Request: Can you write out, word for word, everything in the XCM text from "This partly ties" down to "three communication channels."?

Text shown:
##########

Furthermore, it's essential to realize that XCM messages by themselves are not considered transactions. XCM describes how to change the state of the target network, but the message by itself doesn't perform the state change.

This partly ties to what is called asynchronous composability, which allows XCM messages to bypass the concept of time-constrained mechanisms, like on-chain scheduling and execution over time in the correct order in which it was intended.

XCM Tech Stack​

xcm tech stack

XCM can be used to express the meaning of the messages over each of these three communication channels.

XCM v3 - What's new?​

XCM v3 is currently in the process of being approved and audited but is merged in the Polkadot codebase. The upgrade to XCM v3 will open the doors to multi-hop, multi-network communications.

XCM v3 introduces some key features and additions to cross-consensus messaging, including:

  1. Programmability - the ability to have expectations for messages, which allow for more comprehensive use cases, safe dispatches for version checking, branching, and NFT/Asset support.

##########

Dataset rows:
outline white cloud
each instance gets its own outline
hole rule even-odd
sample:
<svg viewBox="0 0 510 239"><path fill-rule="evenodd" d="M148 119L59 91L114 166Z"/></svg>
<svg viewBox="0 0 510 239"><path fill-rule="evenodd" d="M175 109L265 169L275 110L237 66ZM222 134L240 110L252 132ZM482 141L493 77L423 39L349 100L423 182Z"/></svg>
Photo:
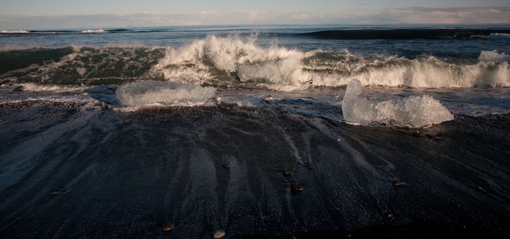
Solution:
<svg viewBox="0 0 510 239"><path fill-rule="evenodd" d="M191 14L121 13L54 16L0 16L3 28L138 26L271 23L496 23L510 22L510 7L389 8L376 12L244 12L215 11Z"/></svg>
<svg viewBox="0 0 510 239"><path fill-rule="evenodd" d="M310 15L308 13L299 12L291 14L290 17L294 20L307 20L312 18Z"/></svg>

##########

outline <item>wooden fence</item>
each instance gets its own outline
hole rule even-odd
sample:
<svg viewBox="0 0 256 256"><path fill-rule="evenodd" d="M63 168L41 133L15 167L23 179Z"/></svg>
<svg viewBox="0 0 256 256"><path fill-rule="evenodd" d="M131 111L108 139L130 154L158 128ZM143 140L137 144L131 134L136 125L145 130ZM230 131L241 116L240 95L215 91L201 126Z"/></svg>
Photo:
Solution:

##########

The output:
This partly ties to what is called asynchronous composability, which allows XCM messages to bypass the concept of time-constrained mechanisms, like on-chain scheduling and execution over time in the correct order in which it was intended.

XCM Tech Stack​

xcm tech stack

XCM can be used to express the meaning of the messages over each of these three communication channels.